Bounding-box records
****

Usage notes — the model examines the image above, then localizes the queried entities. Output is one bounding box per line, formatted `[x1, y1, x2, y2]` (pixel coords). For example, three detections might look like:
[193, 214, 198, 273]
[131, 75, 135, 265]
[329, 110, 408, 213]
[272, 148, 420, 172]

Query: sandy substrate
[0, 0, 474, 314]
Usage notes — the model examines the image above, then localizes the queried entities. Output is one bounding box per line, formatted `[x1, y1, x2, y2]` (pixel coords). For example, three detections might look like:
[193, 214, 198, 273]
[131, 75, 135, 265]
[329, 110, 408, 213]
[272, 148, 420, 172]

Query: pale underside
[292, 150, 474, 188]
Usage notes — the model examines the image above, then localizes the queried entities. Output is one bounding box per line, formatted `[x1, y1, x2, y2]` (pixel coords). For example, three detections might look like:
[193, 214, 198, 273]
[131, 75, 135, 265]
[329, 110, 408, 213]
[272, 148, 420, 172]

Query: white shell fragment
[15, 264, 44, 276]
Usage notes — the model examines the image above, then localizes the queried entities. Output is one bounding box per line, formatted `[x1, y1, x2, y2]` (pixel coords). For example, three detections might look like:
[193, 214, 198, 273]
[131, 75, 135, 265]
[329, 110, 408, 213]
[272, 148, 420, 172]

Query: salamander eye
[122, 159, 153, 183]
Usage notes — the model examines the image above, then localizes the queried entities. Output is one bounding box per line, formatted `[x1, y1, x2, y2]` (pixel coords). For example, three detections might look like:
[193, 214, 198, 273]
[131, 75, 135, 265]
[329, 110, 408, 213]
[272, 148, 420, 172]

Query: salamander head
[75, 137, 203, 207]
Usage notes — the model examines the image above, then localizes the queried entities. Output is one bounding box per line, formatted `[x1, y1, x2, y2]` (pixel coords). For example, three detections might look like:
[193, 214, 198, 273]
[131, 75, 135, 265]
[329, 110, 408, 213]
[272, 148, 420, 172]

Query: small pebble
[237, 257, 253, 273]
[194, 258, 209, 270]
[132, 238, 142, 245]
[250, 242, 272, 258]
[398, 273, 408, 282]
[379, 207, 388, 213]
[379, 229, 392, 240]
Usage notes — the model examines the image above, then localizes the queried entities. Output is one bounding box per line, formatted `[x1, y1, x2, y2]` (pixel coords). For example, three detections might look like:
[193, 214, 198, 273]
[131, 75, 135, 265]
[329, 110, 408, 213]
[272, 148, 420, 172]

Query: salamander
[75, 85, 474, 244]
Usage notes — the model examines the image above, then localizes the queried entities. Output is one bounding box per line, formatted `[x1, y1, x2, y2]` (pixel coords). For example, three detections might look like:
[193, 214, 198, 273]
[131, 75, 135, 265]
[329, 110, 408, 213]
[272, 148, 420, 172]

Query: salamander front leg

****

THE TASK = Edit the rows from the start of the records through the line that contains "[0, 0, 474, 314]", inclusive, so that "sandy substrate" becomes "muddy substrate". Give only those lines, with everything else in them unchanged.

THE RESPONSE =
Usage notes — the model examines the image above, then localizes the queried entities. Output is one bounding box per line, formatted `[x1, y1, x2, y2]` (pixel coords). For example, three detections might look like:
[193, 214, 198, 273]
[131, 75, 135, 265]
[329, 110, 408, 213]
[272, 148, 420, 172]

Query: muddy substrate
[0, 0, 474, 314]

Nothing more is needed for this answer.